EXERCISE DATA:
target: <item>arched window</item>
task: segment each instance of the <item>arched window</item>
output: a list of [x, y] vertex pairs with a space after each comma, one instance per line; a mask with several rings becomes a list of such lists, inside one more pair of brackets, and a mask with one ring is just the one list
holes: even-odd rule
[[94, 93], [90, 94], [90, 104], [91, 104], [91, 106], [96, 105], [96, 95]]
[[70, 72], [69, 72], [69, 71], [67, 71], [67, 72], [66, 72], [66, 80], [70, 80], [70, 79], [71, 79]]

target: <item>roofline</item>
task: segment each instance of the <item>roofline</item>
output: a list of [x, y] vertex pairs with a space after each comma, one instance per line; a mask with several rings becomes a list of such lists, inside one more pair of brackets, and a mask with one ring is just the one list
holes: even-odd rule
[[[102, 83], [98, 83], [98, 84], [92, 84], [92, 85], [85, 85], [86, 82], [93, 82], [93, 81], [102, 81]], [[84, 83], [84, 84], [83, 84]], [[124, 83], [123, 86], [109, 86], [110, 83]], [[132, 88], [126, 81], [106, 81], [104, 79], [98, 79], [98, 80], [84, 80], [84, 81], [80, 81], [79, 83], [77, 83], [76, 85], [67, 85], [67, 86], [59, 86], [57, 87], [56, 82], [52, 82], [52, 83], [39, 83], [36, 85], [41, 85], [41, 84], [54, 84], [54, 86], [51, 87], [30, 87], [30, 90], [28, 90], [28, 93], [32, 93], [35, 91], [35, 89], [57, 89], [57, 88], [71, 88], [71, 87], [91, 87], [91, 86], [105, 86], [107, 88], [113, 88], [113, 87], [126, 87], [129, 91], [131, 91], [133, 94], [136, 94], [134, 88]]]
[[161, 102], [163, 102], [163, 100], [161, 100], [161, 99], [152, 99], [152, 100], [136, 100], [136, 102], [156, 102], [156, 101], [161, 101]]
--
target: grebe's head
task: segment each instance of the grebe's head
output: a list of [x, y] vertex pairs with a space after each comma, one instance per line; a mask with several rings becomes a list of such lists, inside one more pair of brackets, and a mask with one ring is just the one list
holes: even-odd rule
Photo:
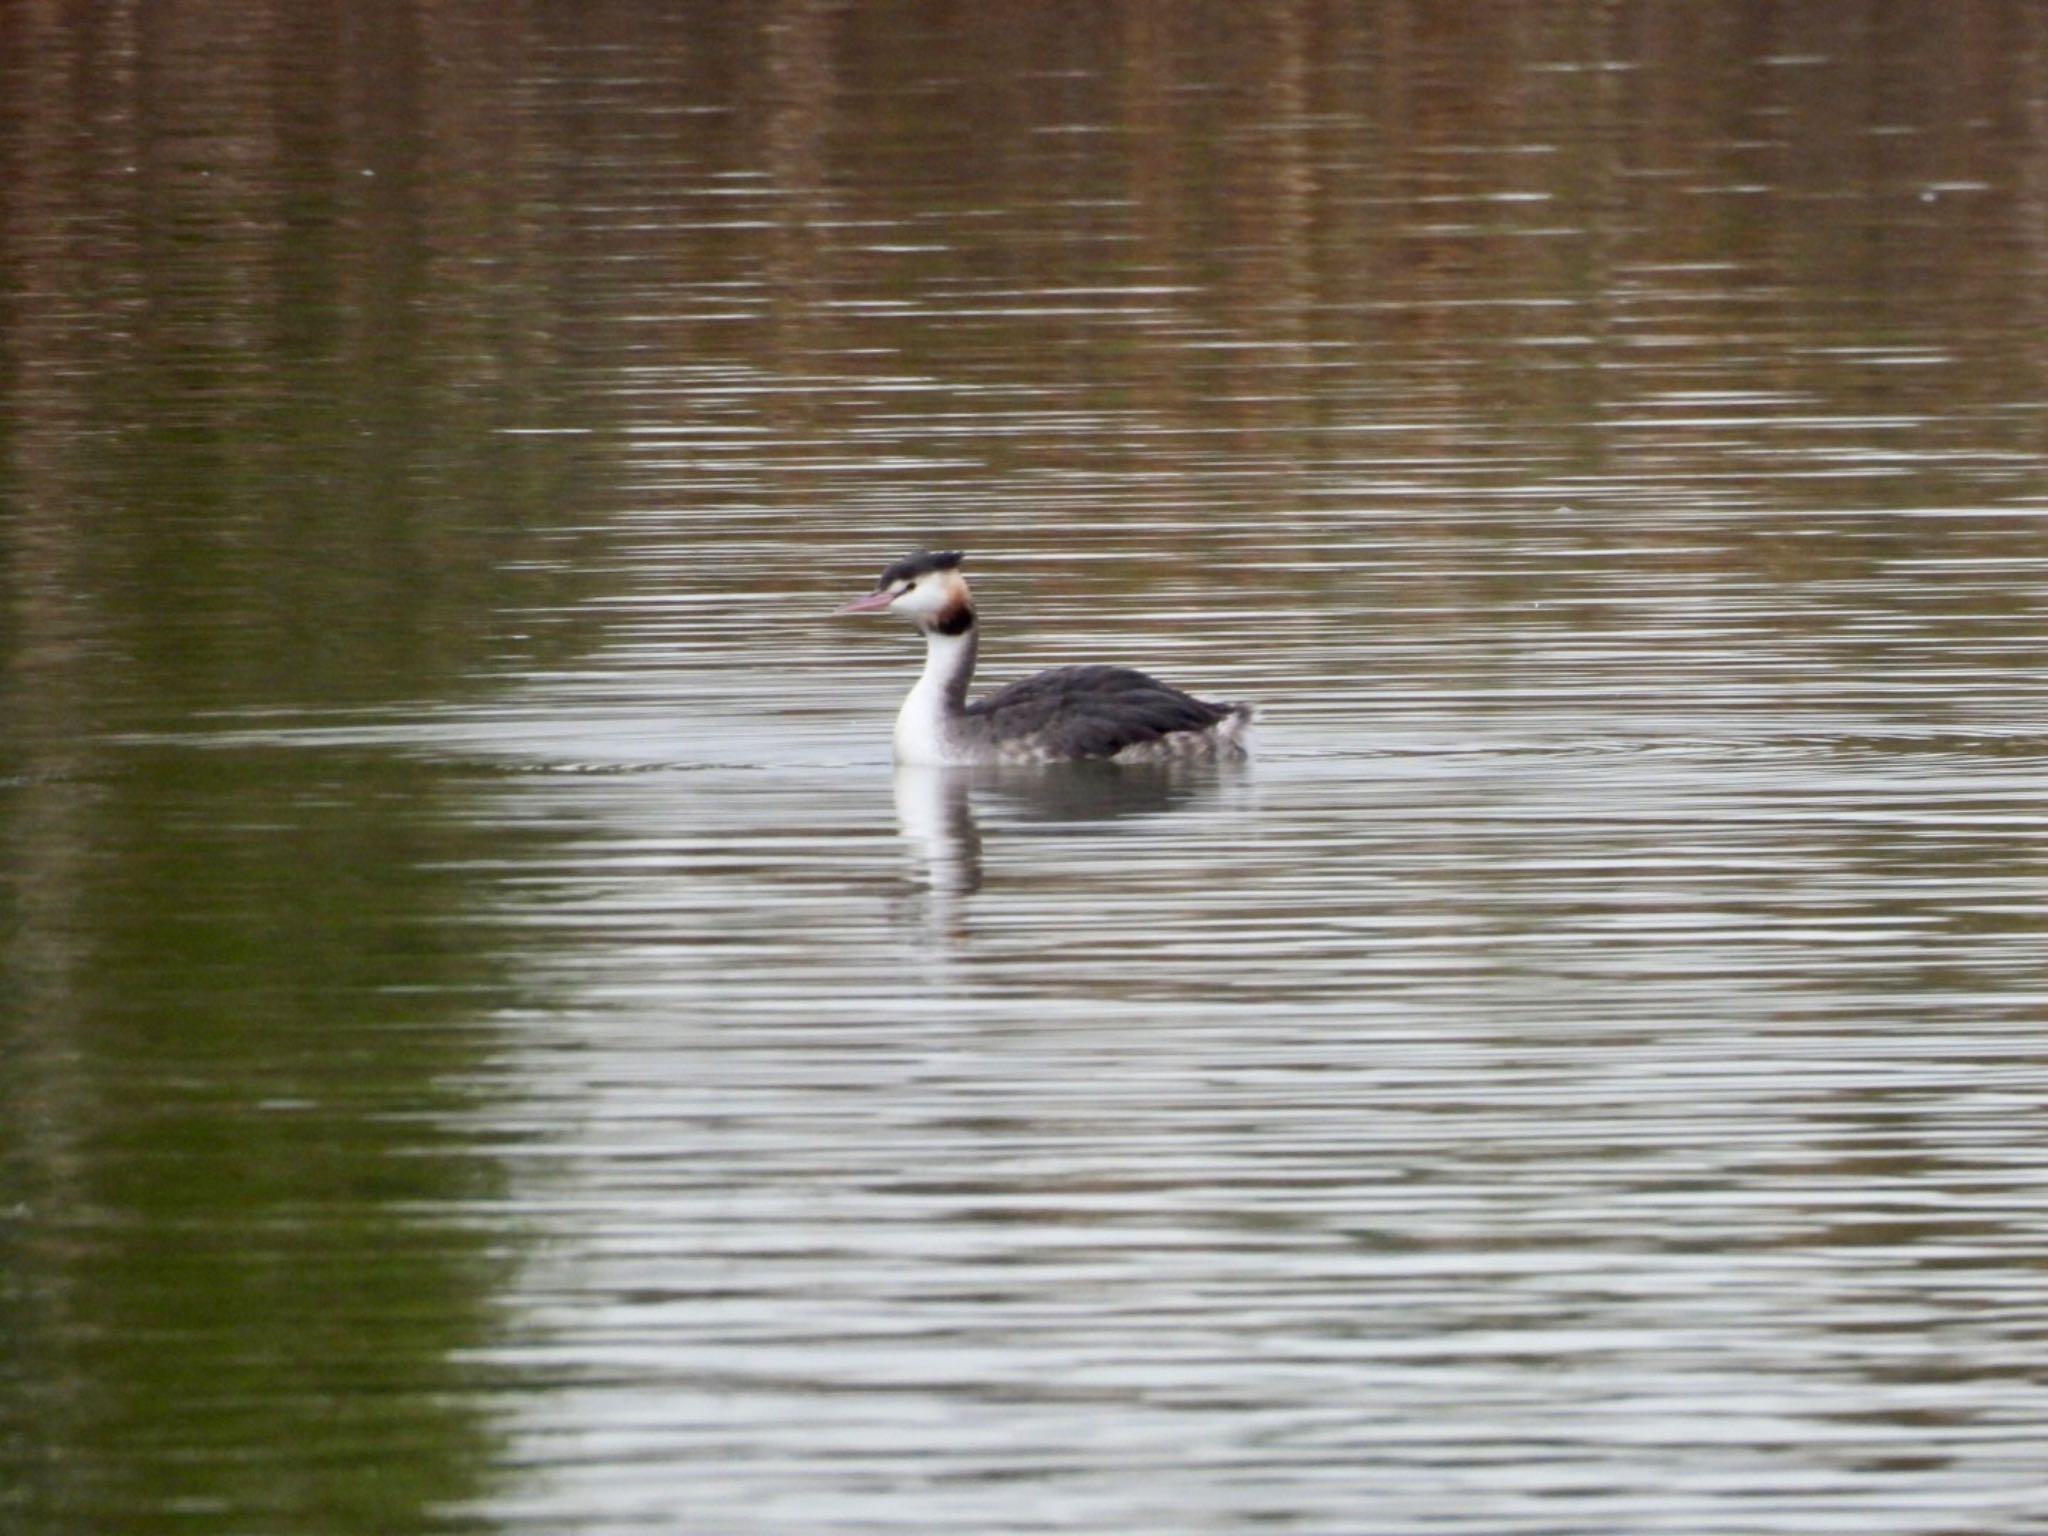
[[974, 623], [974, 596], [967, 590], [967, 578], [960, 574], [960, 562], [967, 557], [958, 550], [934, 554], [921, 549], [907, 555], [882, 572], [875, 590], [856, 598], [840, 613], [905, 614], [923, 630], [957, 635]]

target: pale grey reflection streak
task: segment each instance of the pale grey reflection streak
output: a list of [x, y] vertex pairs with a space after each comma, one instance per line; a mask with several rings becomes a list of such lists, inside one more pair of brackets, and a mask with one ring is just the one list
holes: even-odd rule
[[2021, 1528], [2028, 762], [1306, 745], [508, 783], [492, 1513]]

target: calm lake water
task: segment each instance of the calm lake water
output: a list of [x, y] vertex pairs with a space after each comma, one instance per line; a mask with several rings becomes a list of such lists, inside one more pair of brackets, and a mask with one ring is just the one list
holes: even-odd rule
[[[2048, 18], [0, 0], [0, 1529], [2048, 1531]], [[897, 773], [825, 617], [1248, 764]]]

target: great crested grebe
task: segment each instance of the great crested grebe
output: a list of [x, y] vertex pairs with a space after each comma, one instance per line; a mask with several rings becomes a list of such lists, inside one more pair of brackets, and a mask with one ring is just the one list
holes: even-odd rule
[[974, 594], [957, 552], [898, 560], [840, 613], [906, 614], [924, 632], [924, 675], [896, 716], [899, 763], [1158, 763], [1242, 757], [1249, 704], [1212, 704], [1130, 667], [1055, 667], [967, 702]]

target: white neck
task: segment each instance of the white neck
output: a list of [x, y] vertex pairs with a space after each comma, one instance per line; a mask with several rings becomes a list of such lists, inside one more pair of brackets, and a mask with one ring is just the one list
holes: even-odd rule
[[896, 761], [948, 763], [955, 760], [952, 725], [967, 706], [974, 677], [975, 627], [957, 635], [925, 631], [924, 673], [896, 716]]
==
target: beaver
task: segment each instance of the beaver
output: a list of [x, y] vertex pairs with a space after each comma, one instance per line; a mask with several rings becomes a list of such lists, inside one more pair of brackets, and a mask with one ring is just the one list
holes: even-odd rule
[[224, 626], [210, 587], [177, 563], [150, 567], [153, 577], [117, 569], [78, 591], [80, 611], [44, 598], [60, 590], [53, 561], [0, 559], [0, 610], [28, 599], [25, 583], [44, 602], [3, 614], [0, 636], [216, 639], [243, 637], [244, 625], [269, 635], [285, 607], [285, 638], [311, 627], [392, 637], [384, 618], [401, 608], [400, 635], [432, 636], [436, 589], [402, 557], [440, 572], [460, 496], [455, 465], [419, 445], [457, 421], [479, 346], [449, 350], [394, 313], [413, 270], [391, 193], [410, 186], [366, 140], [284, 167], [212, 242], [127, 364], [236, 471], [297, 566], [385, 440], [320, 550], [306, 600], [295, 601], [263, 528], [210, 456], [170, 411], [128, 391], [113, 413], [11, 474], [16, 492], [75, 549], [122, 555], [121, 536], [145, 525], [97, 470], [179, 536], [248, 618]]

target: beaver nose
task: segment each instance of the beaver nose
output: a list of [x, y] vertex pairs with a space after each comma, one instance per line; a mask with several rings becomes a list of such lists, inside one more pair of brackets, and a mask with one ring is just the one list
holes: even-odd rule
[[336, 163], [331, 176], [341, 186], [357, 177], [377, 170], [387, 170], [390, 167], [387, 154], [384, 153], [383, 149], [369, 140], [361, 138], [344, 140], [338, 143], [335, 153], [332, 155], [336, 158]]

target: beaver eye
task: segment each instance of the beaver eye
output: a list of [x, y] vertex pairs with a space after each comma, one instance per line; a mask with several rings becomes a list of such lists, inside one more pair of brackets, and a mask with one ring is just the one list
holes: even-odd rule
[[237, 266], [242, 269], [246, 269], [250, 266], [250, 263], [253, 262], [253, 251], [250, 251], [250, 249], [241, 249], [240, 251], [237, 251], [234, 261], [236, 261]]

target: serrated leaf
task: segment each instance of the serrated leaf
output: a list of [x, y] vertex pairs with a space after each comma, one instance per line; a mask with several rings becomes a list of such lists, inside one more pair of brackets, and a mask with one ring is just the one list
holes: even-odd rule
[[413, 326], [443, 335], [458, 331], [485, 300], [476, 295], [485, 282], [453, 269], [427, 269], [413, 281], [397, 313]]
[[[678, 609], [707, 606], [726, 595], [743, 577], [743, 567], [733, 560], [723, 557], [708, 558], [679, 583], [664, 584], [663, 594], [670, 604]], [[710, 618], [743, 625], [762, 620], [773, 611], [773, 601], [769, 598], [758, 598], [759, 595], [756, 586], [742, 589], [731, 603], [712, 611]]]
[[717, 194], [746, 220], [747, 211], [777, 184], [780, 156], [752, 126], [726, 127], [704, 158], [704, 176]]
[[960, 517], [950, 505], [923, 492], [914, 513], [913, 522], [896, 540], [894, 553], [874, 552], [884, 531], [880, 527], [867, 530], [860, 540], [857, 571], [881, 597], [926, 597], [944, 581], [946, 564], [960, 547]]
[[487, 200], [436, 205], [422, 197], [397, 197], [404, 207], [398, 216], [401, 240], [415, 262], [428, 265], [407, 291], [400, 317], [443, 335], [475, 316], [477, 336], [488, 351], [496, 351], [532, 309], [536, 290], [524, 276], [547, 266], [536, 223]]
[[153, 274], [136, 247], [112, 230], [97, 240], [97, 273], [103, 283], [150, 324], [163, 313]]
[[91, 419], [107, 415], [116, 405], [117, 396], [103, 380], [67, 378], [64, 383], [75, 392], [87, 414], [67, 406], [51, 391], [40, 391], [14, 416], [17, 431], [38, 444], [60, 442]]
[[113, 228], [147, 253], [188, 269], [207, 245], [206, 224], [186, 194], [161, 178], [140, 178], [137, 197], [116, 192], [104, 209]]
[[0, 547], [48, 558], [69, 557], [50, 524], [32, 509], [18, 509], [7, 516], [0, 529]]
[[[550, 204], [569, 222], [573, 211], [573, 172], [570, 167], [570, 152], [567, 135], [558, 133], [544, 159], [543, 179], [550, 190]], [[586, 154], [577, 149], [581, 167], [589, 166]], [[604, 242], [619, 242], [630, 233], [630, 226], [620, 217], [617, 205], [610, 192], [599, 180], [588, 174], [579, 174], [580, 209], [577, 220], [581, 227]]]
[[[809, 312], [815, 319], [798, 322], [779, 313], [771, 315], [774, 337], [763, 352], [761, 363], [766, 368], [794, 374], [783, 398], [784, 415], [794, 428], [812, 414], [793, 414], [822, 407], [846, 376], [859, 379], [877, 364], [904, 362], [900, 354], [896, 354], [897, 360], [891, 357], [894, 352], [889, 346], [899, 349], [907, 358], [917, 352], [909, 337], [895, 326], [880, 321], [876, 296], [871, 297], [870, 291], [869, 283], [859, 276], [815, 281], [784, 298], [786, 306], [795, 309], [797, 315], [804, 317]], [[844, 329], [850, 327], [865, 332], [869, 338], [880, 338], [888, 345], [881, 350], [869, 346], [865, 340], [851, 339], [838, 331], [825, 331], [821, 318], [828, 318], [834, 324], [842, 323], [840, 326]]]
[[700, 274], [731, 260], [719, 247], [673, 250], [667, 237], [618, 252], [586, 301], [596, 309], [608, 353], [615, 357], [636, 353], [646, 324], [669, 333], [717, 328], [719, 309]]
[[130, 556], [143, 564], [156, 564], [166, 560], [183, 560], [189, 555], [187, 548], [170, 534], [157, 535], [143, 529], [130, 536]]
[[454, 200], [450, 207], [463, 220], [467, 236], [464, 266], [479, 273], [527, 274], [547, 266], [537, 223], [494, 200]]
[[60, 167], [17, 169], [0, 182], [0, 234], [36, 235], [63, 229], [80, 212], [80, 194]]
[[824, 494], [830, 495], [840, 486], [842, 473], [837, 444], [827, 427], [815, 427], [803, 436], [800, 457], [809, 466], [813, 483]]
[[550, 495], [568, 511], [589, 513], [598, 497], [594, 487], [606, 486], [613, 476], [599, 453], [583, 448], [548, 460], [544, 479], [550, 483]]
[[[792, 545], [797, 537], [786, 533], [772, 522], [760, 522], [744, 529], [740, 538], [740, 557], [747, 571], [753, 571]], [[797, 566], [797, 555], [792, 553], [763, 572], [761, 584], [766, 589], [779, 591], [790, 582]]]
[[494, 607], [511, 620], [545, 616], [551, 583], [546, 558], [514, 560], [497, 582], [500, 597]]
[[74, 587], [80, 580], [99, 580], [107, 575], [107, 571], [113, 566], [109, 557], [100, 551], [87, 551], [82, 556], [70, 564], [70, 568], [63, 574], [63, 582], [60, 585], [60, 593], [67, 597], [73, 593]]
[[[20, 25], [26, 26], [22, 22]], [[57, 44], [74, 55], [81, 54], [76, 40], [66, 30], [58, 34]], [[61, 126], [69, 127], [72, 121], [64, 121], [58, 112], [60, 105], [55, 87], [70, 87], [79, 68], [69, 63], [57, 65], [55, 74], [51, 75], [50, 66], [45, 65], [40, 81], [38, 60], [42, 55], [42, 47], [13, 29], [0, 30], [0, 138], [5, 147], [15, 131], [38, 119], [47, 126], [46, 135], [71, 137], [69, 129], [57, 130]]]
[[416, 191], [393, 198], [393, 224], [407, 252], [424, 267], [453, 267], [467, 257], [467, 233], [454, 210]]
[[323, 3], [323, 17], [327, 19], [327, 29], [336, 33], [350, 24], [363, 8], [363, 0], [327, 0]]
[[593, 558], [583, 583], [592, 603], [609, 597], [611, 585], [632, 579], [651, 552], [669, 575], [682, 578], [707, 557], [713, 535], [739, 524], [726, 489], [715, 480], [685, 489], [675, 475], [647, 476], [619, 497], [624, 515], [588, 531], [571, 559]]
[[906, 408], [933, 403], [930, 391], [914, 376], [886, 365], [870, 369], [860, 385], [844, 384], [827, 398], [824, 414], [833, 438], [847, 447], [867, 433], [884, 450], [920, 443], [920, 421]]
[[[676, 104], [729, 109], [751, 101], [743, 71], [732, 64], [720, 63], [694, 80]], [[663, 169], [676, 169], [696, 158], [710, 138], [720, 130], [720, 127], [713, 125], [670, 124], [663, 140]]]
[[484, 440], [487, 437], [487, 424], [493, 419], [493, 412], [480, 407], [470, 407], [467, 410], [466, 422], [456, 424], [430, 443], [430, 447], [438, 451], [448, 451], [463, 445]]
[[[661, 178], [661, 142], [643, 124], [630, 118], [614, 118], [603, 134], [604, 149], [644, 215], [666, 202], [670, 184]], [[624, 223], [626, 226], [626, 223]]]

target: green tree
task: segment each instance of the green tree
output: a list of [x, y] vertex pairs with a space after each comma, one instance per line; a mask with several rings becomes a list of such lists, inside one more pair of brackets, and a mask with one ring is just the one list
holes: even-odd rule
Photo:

TASK ITEM: If a line of the entries holds the word "beaver", copy it out.

TASK SOLUTION:
target: beaver
task: segment each instance of the beaver
target: beaver nose
task: segment each instance of the beaver nose
target: beaver eye
task: segment each instance of the beaver eye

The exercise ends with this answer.